Lee Jae-yong, chairman of Samsung Electronics, arrives at the Seoul Gimpo Business Aviation Center (SGBAC) on the 7th to depart for Seattle, United States./Courtesy of News1

Chair Lee Jae-yong of Samsung Electronics left for the United States on the 7th to attend the Sun Valley Conference, where global big tech chief executives gather. As competition in the artificial intelligence (AI) semiconductor supply chain spreads to high bandwidth memory (HBM), foundry (contract chip manufacturing), and advanced packaging, attention is on whether he will move to expand cooperation with key customers.

Lee arrived at the Seoul Gimpo Business Aviation Center (SGBAC) in Gangseo District, Seoul, at about 5:08 p.m. to depart for the United States. He did not give specific answers to questions from reporters about the purpose of his trip and plans to meet global big tech CEOs. When asked about the semiconductor outlook, he looked at the camera and said, "Thank you for your hard work."

Lee is expected to attend the Sun Valley Conference in Sun Valley, Idaho. The Sun Valley Conference is a private event hosted every July since 1983 by the U.S. investment bank Allen & Company. It is considered a venue where executives and investors from the global IT and media industries discuss business cooperation, investment, and mergers and acquisitions (M&A).

This year's event is expected to draw major global big tech figures, including Apple CEO Tim Cook, Alphabet CEO Sundar Pichai, Meta CEO Mark Zuckerberg, OpenAI CEO Sam Altman, and Amazon founder Jeff Bezos. With investment in Generative AI expanding, AI infrastructure and semiconductor supply chains are likely to be key agenda items at this year's Sun Valley Conference.

Information provided ▸
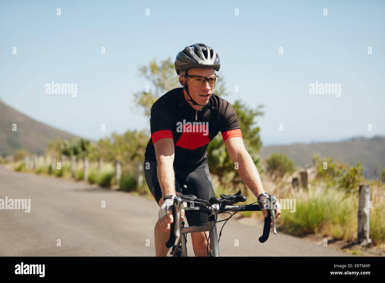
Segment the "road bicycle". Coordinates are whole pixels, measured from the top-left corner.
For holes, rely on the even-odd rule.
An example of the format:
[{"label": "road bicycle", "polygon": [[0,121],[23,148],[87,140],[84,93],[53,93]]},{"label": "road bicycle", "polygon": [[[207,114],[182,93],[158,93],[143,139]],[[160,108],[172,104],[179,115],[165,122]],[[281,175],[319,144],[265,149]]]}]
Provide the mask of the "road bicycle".
[{"label": "road bicycle", "polygon": [[[183,187],[184,188],[187,188],[186,185]],[[261,211],[259,205],[254,204],[258,203],[258,201],[249,204],[234,205],[238,203],[246,201],[246,197],[241,195],[240,191],[234,195],[229,195],[223,194],[220,195],[219,196],[221,197],[220,198],[213,197],[208,201],[200,199],[192,194],[178,195],[177,197],[174,199],[172,207],[172,217],[174,221],[171,224],[170,238],[166,243],[166,246],[167,248],[172,248],[170,253],[172,255],[171,256],[187,256],[187,249],[186,247],[187,241],[186,236],[188,233],[209,231],[208,238],[206,236],[208,251],[209,248],[209,252],[208,251],[208,256],[219,256],[219,240],[222,233],[222,229],[227,221],[239,211]],[[276,199],[275,196],[270,195],[268,197],[266,200],[267,205],[265,208],[267,209],[268,216],[264,219],[263,233],[259,239],[261,243],[264,243],[269,238],[271,222],[273,223],[273,230],[274,234],[277,234],[275,220]],[[264,200],[265,199],[263,199],[260,201]],[[191,207],[182,208],[184,202],[192,204],[191,204]],[[181,223],[180,222],[181,209],[182,208],[184,209],[185,214],[187,213],[206,213],[208,215],[207,218],[203,224],[185,227],[184,221],[182,221]],[[230,213],[231,212],[234,213],[232,214]],[[217,221],[218,214],[224,213],[229,213],[231,216],[226,219]],[[271,218],[273,219],[272,221],[271,221]],[[222,221],[225,222],[221,229],[218,238],[216,223]],[[178,238],[178,240],[176,244],[177,238]],[[209,238],[210,239],[209,243]]]}]

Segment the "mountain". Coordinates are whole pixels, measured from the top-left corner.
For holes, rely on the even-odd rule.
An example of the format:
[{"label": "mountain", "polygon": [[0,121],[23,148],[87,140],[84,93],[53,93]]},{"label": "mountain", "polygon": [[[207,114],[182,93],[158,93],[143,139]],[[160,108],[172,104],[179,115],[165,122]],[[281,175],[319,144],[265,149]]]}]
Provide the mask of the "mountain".
[{"label": "mountain", "polygon": [[[12,131],[13,124],[16,124],[16,131]],[[43,154],[50,141],[59,136],[77,137],[38,122],[0,101],[0,156],[12,154],[19,149]]]},{"label": "mountain", "polygon": [[287,154],[296,165],[304,167],[313,164],[314,153],[319,154],[321,157],[333,157],[351,166],[357,165],[361,160],[363,174],[368,179],[374,176],[376,167],[377,176],[385,167],[385,137],[383,136],[360,137],[333,142],[270,146],[261,149],[261,157],[265,159],[275,152]]}]

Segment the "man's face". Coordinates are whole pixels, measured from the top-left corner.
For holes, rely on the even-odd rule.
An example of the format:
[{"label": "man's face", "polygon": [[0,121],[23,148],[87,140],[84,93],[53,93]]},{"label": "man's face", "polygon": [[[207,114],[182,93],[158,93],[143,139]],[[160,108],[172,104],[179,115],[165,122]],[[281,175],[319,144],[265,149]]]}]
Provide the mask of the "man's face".
[{"label": "man's face", "polygon": [[[206,69],[203,68],[197,68],[190,69],[188,71],[187,75],[199,75],[203,77],[211,77],[215,74],[215,70],[214,69]],[[184,75],[185,71],[181,72],[181,75]],[[189,93],[191,95],[192,99],[195,100],[197,103],[202,105],[207,104],[209,102],[210,97],[213,93],[213,89],[214,85],[211,85],[209,84],[207,80],[201,85],[195,84],[191,82],[191,78],[186,77],[187,80],[187,87],[189,89]],[[184,77],[180,76],[179,81],[182,84],[184,84]]]}]

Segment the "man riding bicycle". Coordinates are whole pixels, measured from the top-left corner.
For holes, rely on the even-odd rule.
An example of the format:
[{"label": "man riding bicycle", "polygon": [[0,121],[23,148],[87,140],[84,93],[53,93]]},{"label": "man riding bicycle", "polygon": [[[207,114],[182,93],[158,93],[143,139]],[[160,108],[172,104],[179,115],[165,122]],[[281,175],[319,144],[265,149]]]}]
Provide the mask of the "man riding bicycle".
[{"label": "man riding bicycle", "polygon": [[[221,66],[218,54],[205,44],[193,44],[178,53],[174,65],[183,87],[166,93],[151,107],[151,137],[144,164],[147,184],[161,207],[154,228],[156,256],[166,256],[168,251],[165,243],[174,221],[170,209],[176,195],[193,194],[205,200],[215,196],[207,149],[219,131],[230,157],[238,162],[238,172],[244,183],[258,201],[269,195],[245,148],[235,111],[230,103],[213,92],[218,80],[215,70]],[[183,185],[187,188],[183,189]],[[267,211],[263,208],[266,201],[258,204],[266,217]],[[181,219],[184,213],[182,209]],[[278,208],[276,222],[280,214]],[[192,226],[203,224],[206,217],[194,214],[186,215],[186,219]],[[195,256],[207,256],[204,233],[192,233],[191,239]]]}]

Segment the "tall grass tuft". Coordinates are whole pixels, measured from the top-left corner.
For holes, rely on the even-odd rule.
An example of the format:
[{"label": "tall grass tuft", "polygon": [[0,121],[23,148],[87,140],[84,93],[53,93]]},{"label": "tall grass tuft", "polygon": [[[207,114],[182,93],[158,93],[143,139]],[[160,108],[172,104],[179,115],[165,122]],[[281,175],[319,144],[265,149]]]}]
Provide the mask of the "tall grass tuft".
[{"label": "tall grass tuft", "polygon": [[332,188],[312,187],[292,191],[295,212],[281,209],[283,229],[296,236],[320,233],[337,239],[357,237],[358,197]]}]

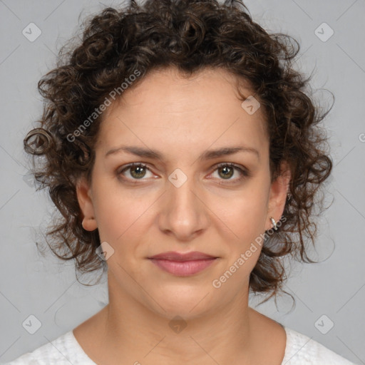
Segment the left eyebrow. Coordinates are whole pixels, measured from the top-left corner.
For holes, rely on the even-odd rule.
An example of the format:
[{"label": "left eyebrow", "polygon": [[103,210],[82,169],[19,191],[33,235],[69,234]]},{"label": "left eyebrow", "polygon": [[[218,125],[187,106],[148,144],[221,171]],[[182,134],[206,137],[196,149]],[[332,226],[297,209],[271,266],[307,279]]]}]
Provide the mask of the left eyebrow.
[{"label": "left eyebrow", "polygon": [[[160,152],[155,150],[150,150],[137,146],[120,146],[116,148],[112,148],[106,153],[106,158],[110,155],[118,153],[119,152],[127,152],[136,156],[147,158],[154,158],[158,160],[164,160],[164,157]],[[239,152],[250,153],[255,155],[259,159],[259,153],[255,148],[251,147],[235,146],[235,147],[222,147],[215,150],[207,150],[203,152],[199,156],[199,160],[212,160],[222,156],[233,155]]]}]

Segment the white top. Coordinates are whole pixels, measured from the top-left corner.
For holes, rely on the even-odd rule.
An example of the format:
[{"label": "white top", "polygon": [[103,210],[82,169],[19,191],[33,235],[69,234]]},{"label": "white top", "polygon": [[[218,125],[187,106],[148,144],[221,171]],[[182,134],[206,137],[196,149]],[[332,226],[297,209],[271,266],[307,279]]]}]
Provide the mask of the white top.
[{"label": "white top", "polygon": [[[284,327],[287,345],[282,365],[355,365],[307,336]],[[69,331],[3,365],[96,365]],[[0,364],[1,365],[1,364]]]}]

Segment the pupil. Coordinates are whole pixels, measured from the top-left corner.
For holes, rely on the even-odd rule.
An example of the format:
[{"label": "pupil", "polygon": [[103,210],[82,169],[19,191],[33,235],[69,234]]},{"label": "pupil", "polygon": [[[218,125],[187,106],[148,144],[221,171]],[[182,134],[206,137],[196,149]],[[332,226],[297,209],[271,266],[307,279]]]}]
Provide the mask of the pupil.
[{"label": "pupil", "polygon": [[[228,172],[228,174],[226,174],[227,169],[230,170],[230,172]],[[225,171],[225,170],[226,173],[224,173],[224,174],[225,174],[224,176],[225,178],[227,178],[227,177],[230,178],[232,176],[232,175],[233,169],[232,169],[230,167],[225,166],[225,167],[222,168],[222,171]]]},{"label": "pupil", "polygon": [[[133,169],[133,170],[132,170],[132,172],[133,172],[133,171],[138,171],[138,172],[137,172],[137,174],[136,174],[136,175],[137,175],[137,176],[136,176],[136,177],[137,177],[137,178],[140,178],[140,177],[141,177],[141,176],[140,176],[140,175],[143,175],[143,169],[144,169],[144,168],[143,168],[143,167],[142,167],[142,166],[137,166],[137,167],[134,168],[134,169]],[[135,174],[132,173],[132,175],[135,175]]]}]

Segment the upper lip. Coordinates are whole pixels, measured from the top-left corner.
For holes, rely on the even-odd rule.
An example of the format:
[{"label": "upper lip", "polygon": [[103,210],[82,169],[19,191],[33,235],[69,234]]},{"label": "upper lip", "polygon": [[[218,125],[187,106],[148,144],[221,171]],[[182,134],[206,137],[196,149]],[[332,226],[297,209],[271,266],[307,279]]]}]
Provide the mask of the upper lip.
[{"label": "upper lip", "polygon": [[216,259],[217,257],[203,252],[199,252],[198,251],[193,251],[187,253],[169,251],[168,252],[163,252],[155,255],[155,256],[151,256],[148,258],[167,259],[170,261],[192,261],[195,259]]}]

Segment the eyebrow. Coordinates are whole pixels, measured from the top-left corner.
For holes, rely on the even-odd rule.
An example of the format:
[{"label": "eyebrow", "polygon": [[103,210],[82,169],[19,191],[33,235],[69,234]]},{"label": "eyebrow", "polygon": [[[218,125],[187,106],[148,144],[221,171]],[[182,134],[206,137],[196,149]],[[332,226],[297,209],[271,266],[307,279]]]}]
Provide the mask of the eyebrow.
[{"label": "eyebrow", "polygon": [[[106,158],[120,152],[127,152],[128,153],[135,155],[136,156],[143,157],[147,158],[155,158],[163,160],[163,155],[158,151],[155,150],[150,150],[148,148],[143,148],[137,146],[126,146],[122,145],[116,148],[112,148],[106,153]],[[255,154],[257,158],[259,159],[259,151],[255,148],[250,147],[244,146],[234,146],[234,147],[222,147],[221,148],[217,148],[215,150],[207,150],[203,152],[200,156],[199,156],[199,160],[212,160],[222,156],[226,156],[229,155],[233,155],[238,152],[247,152]]]}]

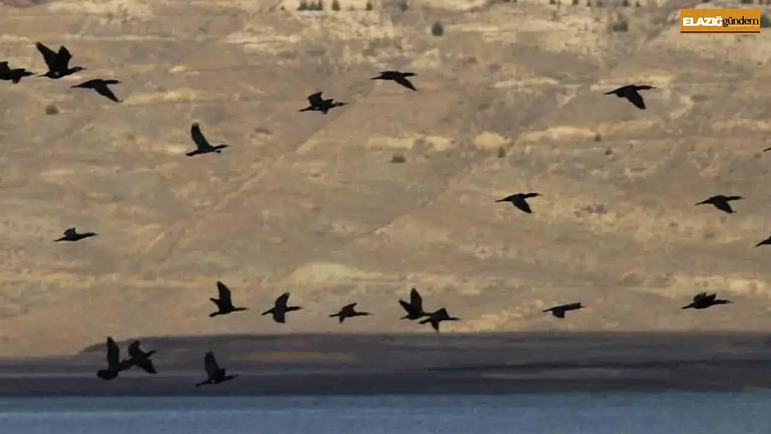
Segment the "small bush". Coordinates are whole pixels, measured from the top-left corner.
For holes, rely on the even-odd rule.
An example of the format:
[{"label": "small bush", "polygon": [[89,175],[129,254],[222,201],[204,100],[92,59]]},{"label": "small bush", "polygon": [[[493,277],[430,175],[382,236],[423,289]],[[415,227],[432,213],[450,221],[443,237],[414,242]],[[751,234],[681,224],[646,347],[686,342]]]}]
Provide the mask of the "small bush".
[{"label": "small bush", "polygon": [[404,156],[404,154],[400,152],[395,152],[393,155],[391,156],[391,163],[395,164],[401,164],[402,163],[406,163],[407,157]]},{"label": "small bush", "polygon": [[771,18],[766,14],[762,14],[760,15],[760,28],[767,29],[771,27]]},{"label": "small bush", "polygon": [[441,36],[442,35],[444,35],[444,26],[442,25],[441,22],[437,21],[433,24],[433,25],[431,26],[431,34],[434,36]]}]

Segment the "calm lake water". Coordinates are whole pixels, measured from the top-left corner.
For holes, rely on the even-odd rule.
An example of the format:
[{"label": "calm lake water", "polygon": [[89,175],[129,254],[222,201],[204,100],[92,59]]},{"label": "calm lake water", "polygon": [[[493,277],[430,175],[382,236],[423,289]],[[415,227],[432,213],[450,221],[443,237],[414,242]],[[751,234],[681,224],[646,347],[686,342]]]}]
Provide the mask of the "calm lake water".
[{"label": "calm lake water", "polygon": [[768,434],[771,394],[0,399],[8,434]]}]

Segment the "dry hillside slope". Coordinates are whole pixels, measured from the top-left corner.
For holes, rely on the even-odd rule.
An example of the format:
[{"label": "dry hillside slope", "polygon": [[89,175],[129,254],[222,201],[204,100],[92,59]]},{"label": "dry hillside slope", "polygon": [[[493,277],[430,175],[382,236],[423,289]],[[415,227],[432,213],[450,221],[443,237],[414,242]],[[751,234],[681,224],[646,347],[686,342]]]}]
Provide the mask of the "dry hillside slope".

Aim of the exercise ▸
Print the part of the article on Lee Jae-yong's trip to the Sun Valley Conference starting at "This year's event" and ending at "Sun Valley Conference.", copied exactly from the text.

Output of the exercise ▸
This year's event is expected to draw major global big tech figures, including Apple CEO Tim Cook, Alphabet CEO Sundar Pichai, Meta CEO Mark Zuckerberg, OpenAI CEO Sam Altman, and Amazon founder Jeff Bezos. With investment in Generative AI expanding, AI infrastructure and semiconductor supply chains are likely to be key agenda items at this year's Sun Valley Conference.